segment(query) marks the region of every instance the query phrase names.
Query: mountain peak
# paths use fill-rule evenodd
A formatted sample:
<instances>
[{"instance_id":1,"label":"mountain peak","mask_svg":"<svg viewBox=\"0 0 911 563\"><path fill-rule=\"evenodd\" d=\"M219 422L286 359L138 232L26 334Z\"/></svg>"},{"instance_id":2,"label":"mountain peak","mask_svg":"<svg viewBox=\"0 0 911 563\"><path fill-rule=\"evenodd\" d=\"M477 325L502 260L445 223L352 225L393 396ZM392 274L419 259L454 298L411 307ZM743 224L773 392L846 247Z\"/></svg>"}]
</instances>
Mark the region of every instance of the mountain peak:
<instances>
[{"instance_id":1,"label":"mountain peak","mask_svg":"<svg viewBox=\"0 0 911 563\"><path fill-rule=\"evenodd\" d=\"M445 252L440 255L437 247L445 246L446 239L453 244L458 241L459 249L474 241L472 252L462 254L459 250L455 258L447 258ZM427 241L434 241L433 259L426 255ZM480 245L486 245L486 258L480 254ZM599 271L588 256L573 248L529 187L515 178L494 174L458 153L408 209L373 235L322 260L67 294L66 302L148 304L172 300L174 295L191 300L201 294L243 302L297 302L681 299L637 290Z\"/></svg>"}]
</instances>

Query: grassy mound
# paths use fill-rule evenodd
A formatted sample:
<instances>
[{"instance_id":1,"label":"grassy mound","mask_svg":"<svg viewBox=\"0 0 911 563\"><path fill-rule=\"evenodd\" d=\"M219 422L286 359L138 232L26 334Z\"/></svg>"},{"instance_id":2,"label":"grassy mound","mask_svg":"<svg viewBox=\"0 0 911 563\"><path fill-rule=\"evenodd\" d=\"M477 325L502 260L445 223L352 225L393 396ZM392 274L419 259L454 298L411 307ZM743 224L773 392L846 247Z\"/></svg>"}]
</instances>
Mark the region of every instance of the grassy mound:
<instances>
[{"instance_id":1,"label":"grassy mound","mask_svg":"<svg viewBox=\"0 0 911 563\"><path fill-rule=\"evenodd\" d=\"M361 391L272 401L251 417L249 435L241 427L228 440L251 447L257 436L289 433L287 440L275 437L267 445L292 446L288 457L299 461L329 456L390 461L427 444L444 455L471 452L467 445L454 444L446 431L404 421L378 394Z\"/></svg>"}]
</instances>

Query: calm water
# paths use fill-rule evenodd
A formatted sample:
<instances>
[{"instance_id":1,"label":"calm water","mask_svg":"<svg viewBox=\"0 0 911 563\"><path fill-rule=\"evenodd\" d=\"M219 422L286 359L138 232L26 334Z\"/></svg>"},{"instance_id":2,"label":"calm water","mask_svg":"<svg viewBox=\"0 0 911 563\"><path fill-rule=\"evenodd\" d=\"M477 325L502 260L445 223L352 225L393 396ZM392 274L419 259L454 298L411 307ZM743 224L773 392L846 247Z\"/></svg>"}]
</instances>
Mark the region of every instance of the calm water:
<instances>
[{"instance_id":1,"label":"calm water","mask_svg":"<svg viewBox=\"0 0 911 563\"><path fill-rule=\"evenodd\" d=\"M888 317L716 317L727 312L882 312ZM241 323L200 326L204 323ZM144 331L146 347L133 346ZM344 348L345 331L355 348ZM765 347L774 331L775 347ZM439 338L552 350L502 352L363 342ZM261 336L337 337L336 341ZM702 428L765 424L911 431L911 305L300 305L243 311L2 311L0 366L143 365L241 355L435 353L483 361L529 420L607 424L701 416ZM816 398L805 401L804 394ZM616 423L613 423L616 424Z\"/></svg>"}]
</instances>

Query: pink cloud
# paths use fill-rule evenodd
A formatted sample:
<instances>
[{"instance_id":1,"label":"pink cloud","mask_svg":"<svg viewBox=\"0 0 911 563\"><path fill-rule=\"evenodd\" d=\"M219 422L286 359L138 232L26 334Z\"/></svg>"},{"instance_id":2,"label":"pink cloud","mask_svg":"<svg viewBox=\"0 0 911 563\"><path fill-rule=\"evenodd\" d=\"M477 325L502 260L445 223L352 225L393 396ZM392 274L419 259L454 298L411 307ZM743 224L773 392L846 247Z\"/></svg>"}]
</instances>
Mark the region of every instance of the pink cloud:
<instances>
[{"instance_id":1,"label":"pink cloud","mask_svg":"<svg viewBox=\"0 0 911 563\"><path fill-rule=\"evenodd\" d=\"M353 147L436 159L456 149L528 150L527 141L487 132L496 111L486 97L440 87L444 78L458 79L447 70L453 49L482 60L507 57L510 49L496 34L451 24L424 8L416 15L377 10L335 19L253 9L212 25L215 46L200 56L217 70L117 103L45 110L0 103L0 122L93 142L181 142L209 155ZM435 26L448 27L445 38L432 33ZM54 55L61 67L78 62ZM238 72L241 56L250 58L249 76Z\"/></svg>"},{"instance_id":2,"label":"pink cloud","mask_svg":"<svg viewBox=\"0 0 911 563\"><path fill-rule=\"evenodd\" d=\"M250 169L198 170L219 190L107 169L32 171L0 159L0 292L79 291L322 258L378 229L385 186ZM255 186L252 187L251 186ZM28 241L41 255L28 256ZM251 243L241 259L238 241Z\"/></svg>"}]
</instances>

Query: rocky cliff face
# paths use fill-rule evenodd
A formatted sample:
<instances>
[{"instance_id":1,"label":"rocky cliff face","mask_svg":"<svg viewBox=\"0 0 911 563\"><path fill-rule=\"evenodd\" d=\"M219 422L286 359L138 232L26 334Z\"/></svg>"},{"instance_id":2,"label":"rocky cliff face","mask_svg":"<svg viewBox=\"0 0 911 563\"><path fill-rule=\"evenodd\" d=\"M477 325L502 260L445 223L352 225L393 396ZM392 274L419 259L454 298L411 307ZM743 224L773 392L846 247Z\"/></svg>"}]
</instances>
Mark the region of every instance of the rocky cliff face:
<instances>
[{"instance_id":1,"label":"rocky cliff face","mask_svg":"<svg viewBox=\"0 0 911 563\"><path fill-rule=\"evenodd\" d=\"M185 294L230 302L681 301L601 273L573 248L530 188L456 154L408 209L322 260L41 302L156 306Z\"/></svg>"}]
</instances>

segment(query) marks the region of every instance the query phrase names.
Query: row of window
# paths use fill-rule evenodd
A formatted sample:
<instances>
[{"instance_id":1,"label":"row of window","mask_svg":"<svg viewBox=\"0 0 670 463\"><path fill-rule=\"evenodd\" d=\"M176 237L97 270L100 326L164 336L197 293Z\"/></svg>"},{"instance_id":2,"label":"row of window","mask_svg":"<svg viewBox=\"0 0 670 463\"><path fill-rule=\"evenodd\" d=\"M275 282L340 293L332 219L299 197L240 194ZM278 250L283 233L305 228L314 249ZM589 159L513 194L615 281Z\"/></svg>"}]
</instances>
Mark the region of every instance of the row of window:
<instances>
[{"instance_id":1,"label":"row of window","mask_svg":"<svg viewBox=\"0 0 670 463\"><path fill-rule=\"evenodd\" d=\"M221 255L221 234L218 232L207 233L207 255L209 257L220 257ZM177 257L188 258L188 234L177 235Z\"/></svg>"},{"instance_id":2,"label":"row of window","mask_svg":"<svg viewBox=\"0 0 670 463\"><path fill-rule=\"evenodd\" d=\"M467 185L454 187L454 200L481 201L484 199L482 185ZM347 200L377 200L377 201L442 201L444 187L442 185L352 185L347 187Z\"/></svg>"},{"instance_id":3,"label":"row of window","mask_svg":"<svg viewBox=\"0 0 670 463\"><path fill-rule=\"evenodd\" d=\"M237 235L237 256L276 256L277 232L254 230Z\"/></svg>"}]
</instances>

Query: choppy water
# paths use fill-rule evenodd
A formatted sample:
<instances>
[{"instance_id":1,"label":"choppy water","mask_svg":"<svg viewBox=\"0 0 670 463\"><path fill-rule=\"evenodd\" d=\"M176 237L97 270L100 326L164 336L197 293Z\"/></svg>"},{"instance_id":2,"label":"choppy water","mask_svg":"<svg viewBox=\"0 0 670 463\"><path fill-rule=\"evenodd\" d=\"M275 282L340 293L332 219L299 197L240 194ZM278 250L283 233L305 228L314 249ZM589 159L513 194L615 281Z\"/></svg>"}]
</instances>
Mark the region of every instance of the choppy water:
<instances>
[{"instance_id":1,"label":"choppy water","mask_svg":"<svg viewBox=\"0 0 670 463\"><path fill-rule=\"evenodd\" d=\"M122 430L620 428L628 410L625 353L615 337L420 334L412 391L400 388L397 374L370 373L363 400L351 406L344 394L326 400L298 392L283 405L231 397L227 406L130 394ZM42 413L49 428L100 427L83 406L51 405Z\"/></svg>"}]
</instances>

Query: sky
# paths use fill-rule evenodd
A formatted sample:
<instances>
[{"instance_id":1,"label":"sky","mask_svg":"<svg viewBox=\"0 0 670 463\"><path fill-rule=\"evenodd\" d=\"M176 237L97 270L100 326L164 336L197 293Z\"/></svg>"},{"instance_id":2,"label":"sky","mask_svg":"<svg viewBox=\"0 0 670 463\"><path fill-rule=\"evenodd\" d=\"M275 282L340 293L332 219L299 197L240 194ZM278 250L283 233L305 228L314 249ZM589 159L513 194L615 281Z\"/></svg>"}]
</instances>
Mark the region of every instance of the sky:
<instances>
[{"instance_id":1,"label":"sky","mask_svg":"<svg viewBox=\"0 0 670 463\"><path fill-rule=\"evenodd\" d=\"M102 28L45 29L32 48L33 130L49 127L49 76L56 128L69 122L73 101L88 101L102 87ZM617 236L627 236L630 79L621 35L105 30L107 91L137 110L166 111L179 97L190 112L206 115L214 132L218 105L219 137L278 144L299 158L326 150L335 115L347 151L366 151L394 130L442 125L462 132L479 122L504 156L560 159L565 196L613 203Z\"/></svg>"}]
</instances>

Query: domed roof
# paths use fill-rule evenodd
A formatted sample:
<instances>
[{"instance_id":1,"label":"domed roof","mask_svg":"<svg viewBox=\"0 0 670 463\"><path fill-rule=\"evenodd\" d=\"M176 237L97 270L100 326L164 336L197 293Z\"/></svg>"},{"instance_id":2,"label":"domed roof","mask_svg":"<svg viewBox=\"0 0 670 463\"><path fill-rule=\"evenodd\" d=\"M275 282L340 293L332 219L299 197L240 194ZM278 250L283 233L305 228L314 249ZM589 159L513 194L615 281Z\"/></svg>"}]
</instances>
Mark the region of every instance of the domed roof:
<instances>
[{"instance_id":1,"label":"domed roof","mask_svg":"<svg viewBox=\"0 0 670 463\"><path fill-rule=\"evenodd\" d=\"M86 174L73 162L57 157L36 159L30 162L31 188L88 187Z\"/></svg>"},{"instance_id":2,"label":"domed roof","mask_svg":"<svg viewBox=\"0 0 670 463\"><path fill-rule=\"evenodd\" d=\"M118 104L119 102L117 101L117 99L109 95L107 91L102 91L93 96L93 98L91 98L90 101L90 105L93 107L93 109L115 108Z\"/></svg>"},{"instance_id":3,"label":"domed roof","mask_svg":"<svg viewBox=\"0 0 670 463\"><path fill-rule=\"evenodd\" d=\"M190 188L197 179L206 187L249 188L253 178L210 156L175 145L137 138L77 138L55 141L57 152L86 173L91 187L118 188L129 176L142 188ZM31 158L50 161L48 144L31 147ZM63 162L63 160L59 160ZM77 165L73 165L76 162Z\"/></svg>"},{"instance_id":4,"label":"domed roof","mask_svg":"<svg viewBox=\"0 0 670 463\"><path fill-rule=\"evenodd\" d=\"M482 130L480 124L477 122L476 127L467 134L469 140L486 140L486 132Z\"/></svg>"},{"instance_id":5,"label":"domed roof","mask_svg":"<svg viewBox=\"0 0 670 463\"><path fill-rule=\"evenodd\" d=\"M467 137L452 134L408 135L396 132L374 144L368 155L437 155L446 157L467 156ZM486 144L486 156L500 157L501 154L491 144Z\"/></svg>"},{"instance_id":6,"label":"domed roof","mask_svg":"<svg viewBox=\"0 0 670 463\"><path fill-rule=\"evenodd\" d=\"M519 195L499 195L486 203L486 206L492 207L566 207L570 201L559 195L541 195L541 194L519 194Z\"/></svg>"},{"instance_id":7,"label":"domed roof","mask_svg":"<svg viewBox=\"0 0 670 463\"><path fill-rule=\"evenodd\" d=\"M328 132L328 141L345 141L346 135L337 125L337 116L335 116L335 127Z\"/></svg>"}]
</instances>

● ● ● ● ●

**WHAT THIS TASK INVOLVES:** Count the lines in the material above that contain the string "peak". Reply with the number alone.

**EXERCISE SOLUTION:** 4